Inside the Wonderfilled World of The Oreo Logo & Brand
In the world of cookies, Oreo has a special place of its own. For some, it’s an indulgent delight. Others find it a source of solace in their comfort food. Many cherish the nostalgia of their childhood, recalling the days of twisting, licking, and dunking Oreos into a glass of milk. Some even rediscover their inner child when sharing Oreos with their own kids. What does Oreo mean to you? Chances are, you resonate with these sentiments.
But how did a simple chocolate sandwich transform into a timeless treat? How has one brand managed to stand tall amid the constantly growing competition and for over a century, no less? The answer lies in intuitive marketing and the strength of the Oreo brand. These are the very reasons why the Oreo logo often grabs your attention first when navigating an aisle packed with cookies and treats.
Today, let’s go back in time exploring the incredible story of the Oreo logo and brand. And by the time we close the blog, you’ll be taking away valuable marketing and branding lessons from the Oreo brand.
- Oreo – a quick glimpse into its origins
- Decoding the details of the Oreo brand
- The Oreo brand’s recipe for success – applying the 4Ps of marketing
- Oreo’s iconic campaigns + marketing lessons
- Create your Oreo brand-inspired marketing and branding designs with KIMP
Oreo – a quick glimpse into its origins
The journey began in 1912 when the National Biscuit Company (now Nabisco) introduced the “Oreo Biscuit” to the world.
Back then, Nabisco came up with the idea for a Trio consisting of Oreo, Mother Goose Biscuits, and Veronese Biscuits which the brand sold as biscuits of the “highest class”. Fast forward to a century later, Oreo is the only one that managed to survive the market.
Did you know? The street where Oreo cookies were originally created is now known as “Oreo Way”
One of the reasons why Oreo is so popular is that it popularized the concept of cookie sandwiches. But yes, Oreo was not the first one to introduce the idea. There was yet another brand called Hydrox that was making cookie sandwiches since 1908.
Nonetheless, Hydrox ceased operations in 2003, whereas Oreo has maintained its dominance in the market. This emphasizes that enduring competition is often more critical for long-term success than simply being the pioneer.
So, what was Oreo’s secret to survival? Let’s find out.
Decoding the details of the Oreo brand
Evolution of the Oreo brand name
The brand name itself underwent several changes before the current name “Oreo” came into the picture. Initially, the product was marketed as Oreo Biscuit which then became “Oreo Sandwich” and later “Oreo Crème Sandwich” before finally adopting just “Oreo”.
These rebranding attempts were to communicate to the customers what the product was. Such drastic name changes are not common these days. However, in the era of “biscuits” a “cream sandwich” was a novel concept. It’s the concept that popularized this biscuit. Naturally, the brand wanted to leverage the name.
Amidst all this, the origin of the name “Oreo” itself is not very clear. There are speculations that it could have been a combination of “re” from the word cream sandwiched between two “O”s as in the cookie. Some theories point out that the name was perhaps derived from the word “or” which in French means gold – as a nod to the packaging that the biscuit was first sold in.
A few branding lessons to take away from Oreo’s name evolution are:
- A name change can spotlight a product’s unique selling point and refresh its appeal.

**Problem description:** Extend the article on the Oreo logo and brand, picking up right after its last line.

**Dataset extract:**
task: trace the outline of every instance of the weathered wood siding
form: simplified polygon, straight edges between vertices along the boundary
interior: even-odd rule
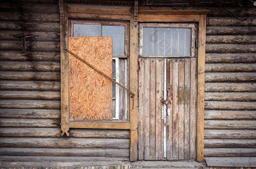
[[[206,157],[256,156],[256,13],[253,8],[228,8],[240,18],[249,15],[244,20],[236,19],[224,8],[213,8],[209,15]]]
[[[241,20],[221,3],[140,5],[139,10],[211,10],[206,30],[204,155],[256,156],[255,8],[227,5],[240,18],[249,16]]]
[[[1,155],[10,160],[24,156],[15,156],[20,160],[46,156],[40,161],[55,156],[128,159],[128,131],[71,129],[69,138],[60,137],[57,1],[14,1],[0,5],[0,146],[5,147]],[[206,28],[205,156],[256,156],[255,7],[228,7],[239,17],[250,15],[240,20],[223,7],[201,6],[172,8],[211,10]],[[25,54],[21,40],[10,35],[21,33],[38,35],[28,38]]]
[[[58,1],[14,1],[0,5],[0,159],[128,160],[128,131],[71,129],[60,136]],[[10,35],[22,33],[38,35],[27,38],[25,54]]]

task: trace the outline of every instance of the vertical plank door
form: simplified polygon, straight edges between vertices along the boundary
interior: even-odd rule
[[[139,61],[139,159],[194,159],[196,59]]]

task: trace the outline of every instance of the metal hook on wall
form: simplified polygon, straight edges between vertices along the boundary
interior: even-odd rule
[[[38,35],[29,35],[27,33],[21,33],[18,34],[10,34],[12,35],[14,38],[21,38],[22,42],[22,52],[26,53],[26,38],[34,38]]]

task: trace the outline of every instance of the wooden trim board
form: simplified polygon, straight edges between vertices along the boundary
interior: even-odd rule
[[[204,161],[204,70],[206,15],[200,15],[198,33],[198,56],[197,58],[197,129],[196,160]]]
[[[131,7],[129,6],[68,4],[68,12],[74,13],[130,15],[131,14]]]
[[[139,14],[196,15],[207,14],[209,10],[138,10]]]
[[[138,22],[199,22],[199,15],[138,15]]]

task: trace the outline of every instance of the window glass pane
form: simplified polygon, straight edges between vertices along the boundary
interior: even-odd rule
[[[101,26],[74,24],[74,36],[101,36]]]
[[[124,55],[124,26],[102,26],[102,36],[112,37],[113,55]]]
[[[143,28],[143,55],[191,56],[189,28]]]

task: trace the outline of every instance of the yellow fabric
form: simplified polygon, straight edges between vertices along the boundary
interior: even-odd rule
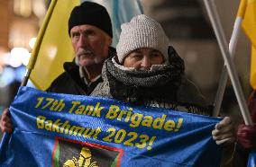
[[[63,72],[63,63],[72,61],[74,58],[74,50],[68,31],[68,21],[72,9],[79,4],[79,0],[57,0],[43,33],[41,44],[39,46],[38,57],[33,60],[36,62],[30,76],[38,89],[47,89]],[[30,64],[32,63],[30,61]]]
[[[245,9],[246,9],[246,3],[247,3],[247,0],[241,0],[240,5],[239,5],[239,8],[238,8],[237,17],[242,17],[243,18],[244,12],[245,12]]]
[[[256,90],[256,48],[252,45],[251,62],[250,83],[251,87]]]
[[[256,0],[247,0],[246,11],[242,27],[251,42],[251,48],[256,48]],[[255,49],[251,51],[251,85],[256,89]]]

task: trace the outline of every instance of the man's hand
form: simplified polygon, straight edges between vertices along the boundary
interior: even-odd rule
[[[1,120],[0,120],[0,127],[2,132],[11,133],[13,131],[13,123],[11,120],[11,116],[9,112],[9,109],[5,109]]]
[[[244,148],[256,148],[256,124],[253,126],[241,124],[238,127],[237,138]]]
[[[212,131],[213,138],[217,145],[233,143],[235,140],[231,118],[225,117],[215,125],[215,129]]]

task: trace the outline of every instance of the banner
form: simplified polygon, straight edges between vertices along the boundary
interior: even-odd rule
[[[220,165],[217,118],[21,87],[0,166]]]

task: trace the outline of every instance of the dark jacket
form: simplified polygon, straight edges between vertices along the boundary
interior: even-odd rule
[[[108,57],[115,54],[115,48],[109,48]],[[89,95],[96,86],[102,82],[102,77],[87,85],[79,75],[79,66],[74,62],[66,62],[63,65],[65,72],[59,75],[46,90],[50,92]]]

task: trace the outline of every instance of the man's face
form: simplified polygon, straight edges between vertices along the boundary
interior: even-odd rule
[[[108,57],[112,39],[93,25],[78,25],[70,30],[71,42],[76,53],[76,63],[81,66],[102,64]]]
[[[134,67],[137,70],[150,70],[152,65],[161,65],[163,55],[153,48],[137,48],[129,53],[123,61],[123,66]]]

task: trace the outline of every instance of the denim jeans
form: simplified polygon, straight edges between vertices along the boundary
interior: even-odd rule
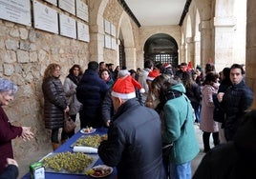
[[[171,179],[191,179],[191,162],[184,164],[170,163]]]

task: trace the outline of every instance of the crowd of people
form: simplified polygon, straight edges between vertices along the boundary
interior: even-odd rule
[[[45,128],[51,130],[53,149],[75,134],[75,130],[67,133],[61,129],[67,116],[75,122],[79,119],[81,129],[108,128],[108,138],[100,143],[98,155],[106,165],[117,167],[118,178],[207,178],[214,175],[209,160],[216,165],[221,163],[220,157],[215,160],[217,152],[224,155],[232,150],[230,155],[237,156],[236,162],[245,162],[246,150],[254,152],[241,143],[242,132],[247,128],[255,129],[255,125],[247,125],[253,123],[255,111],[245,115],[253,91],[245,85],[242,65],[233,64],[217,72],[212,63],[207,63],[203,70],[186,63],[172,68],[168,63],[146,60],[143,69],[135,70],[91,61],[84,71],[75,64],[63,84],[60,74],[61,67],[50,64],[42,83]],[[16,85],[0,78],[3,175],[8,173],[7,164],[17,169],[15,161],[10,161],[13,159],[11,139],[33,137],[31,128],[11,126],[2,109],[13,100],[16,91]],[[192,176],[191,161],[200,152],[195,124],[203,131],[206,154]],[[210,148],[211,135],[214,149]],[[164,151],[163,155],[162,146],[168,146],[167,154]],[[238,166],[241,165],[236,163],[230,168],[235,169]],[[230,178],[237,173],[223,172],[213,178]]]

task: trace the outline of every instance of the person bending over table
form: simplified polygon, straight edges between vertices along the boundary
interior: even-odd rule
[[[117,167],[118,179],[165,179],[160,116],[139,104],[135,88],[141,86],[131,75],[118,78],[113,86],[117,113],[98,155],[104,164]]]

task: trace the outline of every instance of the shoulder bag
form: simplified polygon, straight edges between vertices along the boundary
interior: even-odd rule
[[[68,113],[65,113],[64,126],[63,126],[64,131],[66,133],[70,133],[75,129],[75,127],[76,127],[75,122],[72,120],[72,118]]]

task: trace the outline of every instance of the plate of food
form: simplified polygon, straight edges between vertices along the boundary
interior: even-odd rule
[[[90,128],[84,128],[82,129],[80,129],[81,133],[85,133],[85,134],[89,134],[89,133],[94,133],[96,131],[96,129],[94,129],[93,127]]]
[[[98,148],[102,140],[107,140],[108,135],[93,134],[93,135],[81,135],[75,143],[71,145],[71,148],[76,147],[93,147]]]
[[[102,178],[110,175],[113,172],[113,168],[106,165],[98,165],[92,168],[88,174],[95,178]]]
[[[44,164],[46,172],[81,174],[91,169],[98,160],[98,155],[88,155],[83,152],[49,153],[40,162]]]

**Final answer:**
- Once you start exploring diverse markets, the key is to identify a name that resonates universally. The shorter brand name “Oreo” achieved this for the Oreo brand.
The Oreo logo evolution
Did you know that the current Oreo logo is the 12th iteration in the line-up? Yes, in its 100-year history, the Oreo brand has had 12 different logos. The below image gives a snapshot of the logo changes that happened over the years.
The first logo, as you can see, was a simple one in ornate vintage fonts. The idea was to establish the name “Oreo” and this design clearly achieved it. The second iteration featured the actual cookies in them so as to introduce to the audience what the brand was all about.
This was the stage where Nabisco started using red in the Oreo logo as a connecting factor to the red in the Nabisco logo. Oreo’s association with the Nabisco brand was an essential factor to establish since the Nabisco brand had already created a place for itself.
Since the 1930s Oreo has been using simple wordmark logos. The changes in the designs have been in terms of the main typeface and orientation of the name.
A few quick logo design lessons to take away from the Oreo logo evolution:
- Changing your brand color is a big step that has to be executed gradually. In this case, in order to introduce blue as the brand color, it was first used in combination with the red in the logo before switching to blue entirely.
- Every single logo since the 1930s featured a clear clutter-free layout. Considering the amount of information that needs to be featured on food packaging, a simple logo feels like the most sensible approach. This shows the need to consider the context when deciding the layout and overall design of your logo.
Signature cookie design
The iconic cookie design of Oreo is as popular as its logo. Therefore, we can safely say that the cookie design itself is a crucial brand element. This design helps differentiate Oreo cookies from the rest of the cream-filled chocolate cookies in the market.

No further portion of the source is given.